╭─ Information provided

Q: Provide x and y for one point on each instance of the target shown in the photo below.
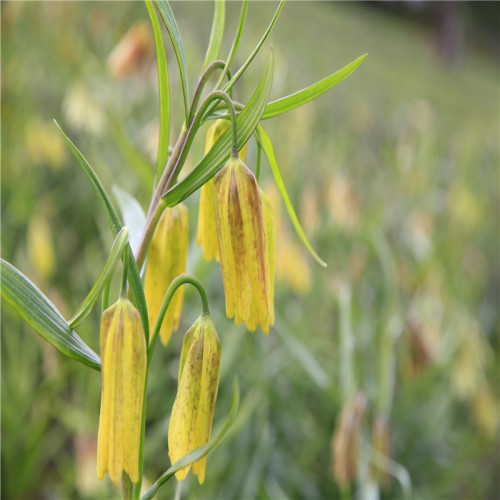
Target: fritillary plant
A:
(235, 229)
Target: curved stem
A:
(218, 95)
(182, 279)
(151, 223)
(215, 65)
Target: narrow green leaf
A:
(132, 214)
(310, 93)
(236, 42)
(115, 225)
(229, 85)
(164, 91)
(201, 451)
(39, 312)
(216, 33)
(267, 145)
(247, 120)
(86, 306)
(175, 36)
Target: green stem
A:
(218, 64)
(155, 207)
(149, 230)
(123, 289)
(216, 95)
(176, 283)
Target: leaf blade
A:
(175, 37)
(267, 146)
(217, 32)
(85, 307)
(115, 225)
(41, 314)
(163, 89)
(301, 97)
(247, 121)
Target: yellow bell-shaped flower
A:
(207, 234)
(123, 369)
(192, 414)
(167, 259)
(243, 246)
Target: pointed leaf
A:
(267, 146)
(115, 225)
(39, 312)
(86, 306)
(247, 120)
(236, 42)
(201, 451)
(250, 58)
(312, 92)
(216, 33)
(175, 36)
(164, 91)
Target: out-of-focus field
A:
(395, 178)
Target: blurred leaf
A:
(303, 355)
(267, 145)
(312, 92)
(201, 451)
(175, 36)
(164, 91)
(133, 215)
(133, 156)
(83, 311)
(37, 310)
(247, 120)
(217, 32)
(115, 225)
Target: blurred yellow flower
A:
(167, 259)
(243, 246)
(192, 414)
(40, 247)
(207, 234)
(131, 51)
(123, 369)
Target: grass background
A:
(395, 177)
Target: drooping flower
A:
(123, 369)
(192, 414)
(243, 246)
(167, 259)
(207, 234)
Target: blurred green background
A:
(394, 175)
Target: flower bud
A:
(167, 259)
(345, 440)
(243, 246)
(192, 414)
(123, 370)
(207, 234)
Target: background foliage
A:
(395, 177)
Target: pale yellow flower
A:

╰─

What the exercise asks
Every line holding the string "green" should be copied here, so please find those lines in the data.

Exercise answer
Target: narrow green leaf
Target: green stem
Target: blurred green background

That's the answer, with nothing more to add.